(Dataset excerpt)
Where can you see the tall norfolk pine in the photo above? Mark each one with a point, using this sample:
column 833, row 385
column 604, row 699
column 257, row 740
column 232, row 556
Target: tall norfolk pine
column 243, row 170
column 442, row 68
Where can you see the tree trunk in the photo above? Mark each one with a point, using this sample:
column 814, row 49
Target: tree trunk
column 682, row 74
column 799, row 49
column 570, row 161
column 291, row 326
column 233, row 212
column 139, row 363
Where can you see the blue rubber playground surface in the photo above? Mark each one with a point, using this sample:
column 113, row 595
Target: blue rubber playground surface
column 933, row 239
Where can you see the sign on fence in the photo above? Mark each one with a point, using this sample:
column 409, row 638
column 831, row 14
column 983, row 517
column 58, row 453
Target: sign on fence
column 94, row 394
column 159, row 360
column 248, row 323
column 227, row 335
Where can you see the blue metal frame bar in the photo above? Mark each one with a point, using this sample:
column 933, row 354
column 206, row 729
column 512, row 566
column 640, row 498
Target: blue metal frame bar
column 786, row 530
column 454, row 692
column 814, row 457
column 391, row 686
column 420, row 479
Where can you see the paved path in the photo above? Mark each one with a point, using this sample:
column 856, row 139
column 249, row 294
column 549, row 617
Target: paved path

• Task to complete
Can you copy the listing above line for line, leaving every word and number unchanged?

• Output for this exercise
Where can you see the tall norfolk pine in the photo above? Mark each one with a point, using this sample:
column 833, row 385
column 604, row 699
column 257, row 740
column 232, row 556
Target: tall norfolk pine
column 243, row 170
column 442, row 68
Where can you see the tree trunk in the photo above? Mark each one with a point, using this sample:
column 814, row 49
Target: tree trunk
column 682, row 74
column 799, row 49
column 570, row 161
column 291, row 326
column 233, row 212
column 139, row 363
Where can you see the blue rubber playground surface in the photo above? Mark each one with a point, using this sample:
column 113, row 595
Target: blue rubber playground surface
column 933, row 239
Where can you see the sign on fence in the photo above? Mark each one with a point, using this sample:
column 409, row 638
column 831, row 14
column 983, row 517
column 58, row 453
Target: sign on fence
column 94, row 394
column 159, row 360
column 248, row 323
column 227, row 335
Where can you see the blue metal frame bar in the photo above? Mark each one with a point, using this sample:
column 933, row 354
column 206, row 729
column 512, row 566
column 640, row 498
Target: blue metal frame bar
column 786, row 530
column 454, row 692
column 814, row 457
column 391, row 686
column 420, row 479
Where can you see the paved path in the photo above? Mark each one with a point, using this sample:
column 856, row 139
column 249, row 294
column 549, row 617
Target: paved path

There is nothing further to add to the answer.